### RECORDS FOR THE TASK:

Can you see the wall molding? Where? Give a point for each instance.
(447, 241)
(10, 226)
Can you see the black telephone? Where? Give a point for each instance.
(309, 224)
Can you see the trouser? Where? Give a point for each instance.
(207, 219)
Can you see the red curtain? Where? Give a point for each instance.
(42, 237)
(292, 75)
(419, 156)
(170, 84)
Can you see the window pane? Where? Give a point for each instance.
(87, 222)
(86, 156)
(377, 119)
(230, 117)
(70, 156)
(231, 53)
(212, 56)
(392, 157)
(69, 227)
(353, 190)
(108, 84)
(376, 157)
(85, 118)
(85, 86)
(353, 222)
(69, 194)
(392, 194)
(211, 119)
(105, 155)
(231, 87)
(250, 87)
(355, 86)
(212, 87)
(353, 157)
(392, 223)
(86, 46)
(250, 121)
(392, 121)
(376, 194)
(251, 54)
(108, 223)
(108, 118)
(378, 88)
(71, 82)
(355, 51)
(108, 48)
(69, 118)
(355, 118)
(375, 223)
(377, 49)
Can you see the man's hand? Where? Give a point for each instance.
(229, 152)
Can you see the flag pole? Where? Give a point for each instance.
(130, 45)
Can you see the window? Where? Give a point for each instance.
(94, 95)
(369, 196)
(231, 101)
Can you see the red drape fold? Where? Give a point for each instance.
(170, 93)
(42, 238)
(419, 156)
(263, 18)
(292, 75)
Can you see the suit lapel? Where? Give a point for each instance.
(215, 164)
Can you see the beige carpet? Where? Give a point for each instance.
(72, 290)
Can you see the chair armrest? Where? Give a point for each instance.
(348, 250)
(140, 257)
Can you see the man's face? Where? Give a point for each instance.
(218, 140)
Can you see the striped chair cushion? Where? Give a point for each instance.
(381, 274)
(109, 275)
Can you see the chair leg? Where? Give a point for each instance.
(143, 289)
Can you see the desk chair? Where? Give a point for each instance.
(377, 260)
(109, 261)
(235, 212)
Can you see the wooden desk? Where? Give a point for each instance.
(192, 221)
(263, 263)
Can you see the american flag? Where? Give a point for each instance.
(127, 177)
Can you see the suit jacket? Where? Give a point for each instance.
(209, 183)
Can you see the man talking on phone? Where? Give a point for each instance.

### INSTRUCTIONS FOR THE TASK:
Answer with the exact lines running from the one that contains "Can you see the man's face?" through the last line of the data. Include no other line.

### OUTPUT BELOW:
Can you see the man's face? Where? Give a point for each instance.
(218, 140)
Can you see the striped chair cushion? Where? Give a point for each instance.
(381, 274)
(109, 275)
Can you see the chair leg? Where? Give a point for each instance.
(143, 289)
Can you see the desk chair? Where? Give a point for each instance.
(377, 260)
(109, 261)
(235, 212)
Can you see the wooden desk? Where? Give a point for each instance.
(192, 221)
(263, 263)
Can you see the american flag? Where? Give a point for each instance.
(127, 177)
Can you see the suit jacket? Where? Give a point for each instance.
(209, 183)
Can you see the man talking on phone? Where? Give a point for each instance.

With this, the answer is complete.